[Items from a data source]
==*==

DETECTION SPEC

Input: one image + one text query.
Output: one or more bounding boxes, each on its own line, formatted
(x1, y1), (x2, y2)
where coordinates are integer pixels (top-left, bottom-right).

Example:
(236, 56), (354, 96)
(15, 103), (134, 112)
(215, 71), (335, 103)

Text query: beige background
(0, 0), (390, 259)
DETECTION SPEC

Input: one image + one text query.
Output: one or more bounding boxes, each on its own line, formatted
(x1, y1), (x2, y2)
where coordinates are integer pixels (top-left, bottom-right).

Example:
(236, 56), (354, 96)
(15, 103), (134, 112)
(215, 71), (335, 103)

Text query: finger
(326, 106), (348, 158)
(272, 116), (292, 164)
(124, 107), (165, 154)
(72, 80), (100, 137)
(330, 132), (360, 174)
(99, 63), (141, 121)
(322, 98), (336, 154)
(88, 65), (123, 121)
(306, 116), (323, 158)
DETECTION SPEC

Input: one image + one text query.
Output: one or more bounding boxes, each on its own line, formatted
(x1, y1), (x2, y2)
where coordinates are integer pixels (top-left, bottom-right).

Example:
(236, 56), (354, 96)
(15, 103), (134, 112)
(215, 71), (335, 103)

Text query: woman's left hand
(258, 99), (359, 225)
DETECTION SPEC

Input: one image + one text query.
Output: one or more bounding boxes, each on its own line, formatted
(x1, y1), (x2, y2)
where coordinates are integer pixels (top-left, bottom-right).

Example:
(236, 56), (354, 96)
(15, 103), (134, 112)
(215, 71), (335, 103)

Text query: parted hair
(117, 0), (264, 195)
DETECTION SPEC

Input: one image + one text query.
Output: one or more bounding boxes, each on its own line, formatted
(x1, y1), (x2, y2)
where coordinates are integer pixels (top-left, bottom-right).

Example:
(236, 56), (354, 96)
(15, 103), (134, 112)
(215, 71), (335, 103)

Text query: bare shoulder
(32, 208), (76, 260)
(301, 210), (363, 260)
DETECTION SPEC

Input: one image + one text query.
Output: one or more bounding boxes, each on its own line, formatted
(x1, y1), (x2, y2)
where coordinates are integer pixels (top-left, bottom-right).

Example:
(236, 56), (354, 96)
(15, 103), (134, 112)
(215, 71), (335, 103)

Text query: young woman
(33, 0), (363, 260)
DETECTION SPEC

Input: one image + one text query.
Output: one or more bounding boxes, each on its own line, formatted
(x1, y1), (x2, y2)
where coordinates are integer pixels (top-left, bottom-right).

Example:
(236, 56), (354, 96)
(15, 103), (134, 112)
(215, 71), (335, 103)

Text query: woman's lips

==*==

[What to work on]: Could you repeat the rows above word for word, from the first one up to and including the line that contains "(258, 99), (359, 225)"?

[Correct response]:
DETECTION SPEC

Input: one image + one text query.
Output: one or more bounding boxes, each on its own line, formatted
(x1, y1), (x2, y2)
where coordinates are integer pixels (top-left, bottom-right).

Example:
(236, 56), (354, 96)
(15, 103), (134, 112)
(215, 71), (335, 103)

Text query: beige background
(0, 0), (390, 259)
DETECTION SPEC

Input: one image + one text query.
Output: one or more bounding boxes, each on its own line, formatted
(x1, y1), (x2, y2)
where coordinates are integer pixels (top-left, bottom-right).

Example:
(236, 56), (354, 96)
(15, 103), (134, 112)
(215, 71), (335, 103)

Text query: finger
(326, 106), (348, 158)
(272, 116), (292, 164)
(124, 107), (165, 154)
(72, 80), (100, 137)
(330, 132), (360, 174)
(99, 63), (141, 121)
(322, 98), (336, 154)
(88, 65), (123, 121)
(306, 116), (323, 158)
DETECTION SPEC

Input: one image + one text query.
Output: one or more bounding boxes, each on its own line, formatted
(x1, y1), (x2, y2)
where coordinates are integer pixels (top-left, bottom-right).

Example:
(236, 56), (354, 96)
(15, 103), (134, 112)
(215, 71), (335, 103)

Text query: woman's left hand
(258, 99), (359, 225)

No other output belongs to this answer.